### SUPPLIED TEXT
──────────────────────────────
Projects we are funding with the grant

We expect that the $2.5 million grant will result in fewer donations from some of our larger individual donors leaving us with an additional $1.5 million this year as a result. We expect some of our biggest donors will be less inclined to donate to us now that we have less of a funding gap. At the same, because of the grant, we can spend less time on fundraising. This money will be split between projects with some flexibility to scale projects up or down as we learn more, or as promising new opportunities arise. Approximately half of the money we’re receiving from Open Philanthropy, we expect to regrant to promising work in the community, either directly through EA Grants or via separate grants to local groups.

We will divide the money across the areas outlined below. We plan to publish our full budget in August.

New staff and increased salaries

CEA has recently been recruiting for positions such as a Full Stack Developer and Assistant Producer for our Events Team. We will be able to provide more information on this and present the new team members CEA when we’ve finished recruitment (hopefully in August).

We intend to use some of the funds to increase salaries. We hope this will attract more experienced and skilled employees, and also give our staff more flexibility to use money to save time where appropriate. Experienced staff, particularly in positions such as web development, tend to have a high market value. Thus using some of the grant funding to raise salaries should hopefully help us recruit the top talent we need to improve our products and support to the effective altruism community.

Events

CEA manages a variety of events. Historically we have supported smaller volunteer run events aimed at introducing new people to effective altruism, as well as the Effective Altruism Global conference series.

Our current priority is to take people who are already interested in the ideas in effective altruism and help them become more engaged. By bringing the community together, we hope to connect talented candidates to promising organizations, encourage those with the right skills to pursue risky but high expected value paths and facilitate new research ideas and partnerships.

This year we are subsidizing a portion of the ticket price for our EA Global conferences to help ensure that price poses as low a barrier to entry as possible. The Open Phil funding helps make that more manageable.

Open Philanthropy’s reservations about our events

Open Philanthropy mentioned that the execution of our larger conferences could be improved and that we have sometimes seemed to focus more on the prestige of events than intellectual content. We will be hiring another full-time member of staff to work on events. Currently, we have one person managing our three conferences with ad hoc support from the rest of the team.

We’re pleased to hear that Open Phil’s initial impression that EA Global Boston was an improvement (relative to past events) in terms of organization, execution, and focus on intellectual content relative to prestige. We have begun to shift the focus of our events to make them more focused on helping attendees engage with the core concepts and research in effective altruism.

Local Groups

We expect to increase our spending on local groups, particularly regarding the grants we give to groups up front for particularly promising projects. We would be particularly excited to see local groups trying out new activities and then writing up an assessment of how it went and — where the project was successful — how to roll this out to other groups. We’re happy to give funding to facilitate valuable projects and even in some cases to have group leaders intern or work in close collaboration with us to get more one on one support in trialing new ideas.

An example of a new project that we’ve funded in the past and are considering whether or not to roll out to more groups is the Oxford Prioritisation Project.
──────────────────────────────
### ACTIONS TO TAKE
a. Copy the stretch of the grant-spending passage from "CEA has recently" through "(hopefully in August).", word for word.
b. Pick up the grant-spending passage after its last sentence and keep it going.

### Object detection data
──────────────────────────────
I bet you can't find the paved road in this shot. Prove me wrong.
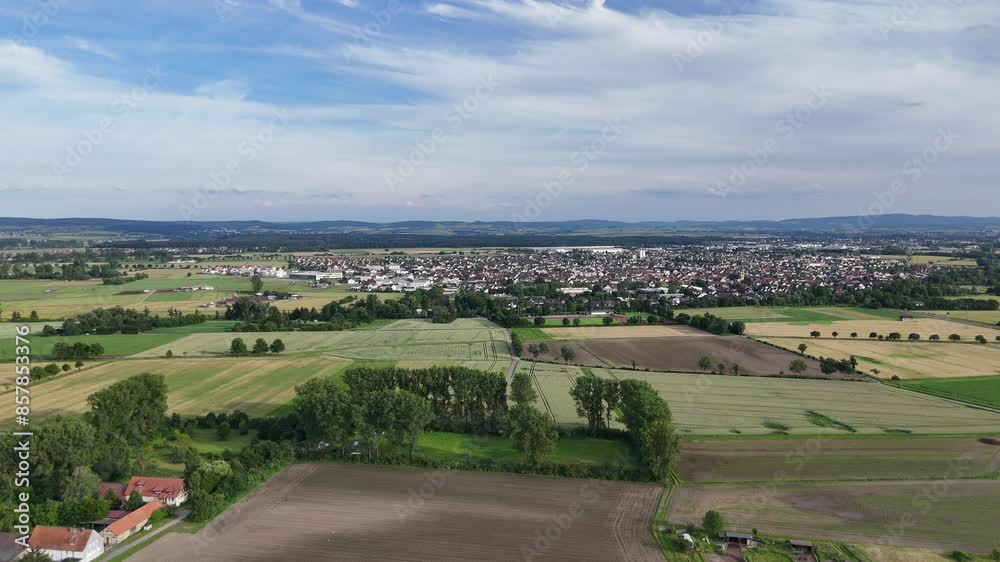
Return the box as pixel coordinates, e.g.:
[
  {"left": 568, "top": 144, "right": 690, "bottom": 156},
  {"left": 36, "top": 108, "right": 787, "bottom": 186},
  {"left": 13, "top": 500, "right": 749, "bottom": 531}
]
[{"left": 100, "top": 509, "right": 191, "bottom": 560}]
──────────────────────────────
### RESPONSES TO THE TASKS
a.
CEA has recently been recruiting for positions such as a Full Stack Developer and Assistant Producer for our Events Team. We will be able to provide more information on this and present the new team members CEA when we’ve finished recruitment (hopefully in August).

b.
If you run a local effective altruism group and would like to apply for funding for activities over the summer, please refer to this document. We plan to release an updated procedure for applying for money for the next academic year in August 2017.

EA Grants

You may have seen that we recently announced our EA Grants project. Effective Altruism Grants aims to provide grants of up to £100,000 (~$130,000) to help individuals work on promising projects.

There are many talented and motivated people in our community. At CEA, we can’t do everything in-house, so we’re hoping to spur the creation of new and exciting projects in the EA space. We believe that many people in the community would take up direct work, if only they had secure funding.

This project is a successor to our previous project EA Ventures, with the difference that EA Grants already has funding (whereas EA Ventures sought to match projects with donors) and is more focused on individuals than start-up projects. You can read more about this project on our website. Will MacAskill has also written up a list of projects he would like to see.

If you have any questions about any of these projects, please comment on this post at the Effective Altruism Forum or email Larissa Hesketh-Rowe at larissa[at]centreforeffectivealtruism[dot]org.

Open Philanthropy’s reservations

Open Philanthropy mentioned reservations about some of our marketing and research. Below is more information on these areas.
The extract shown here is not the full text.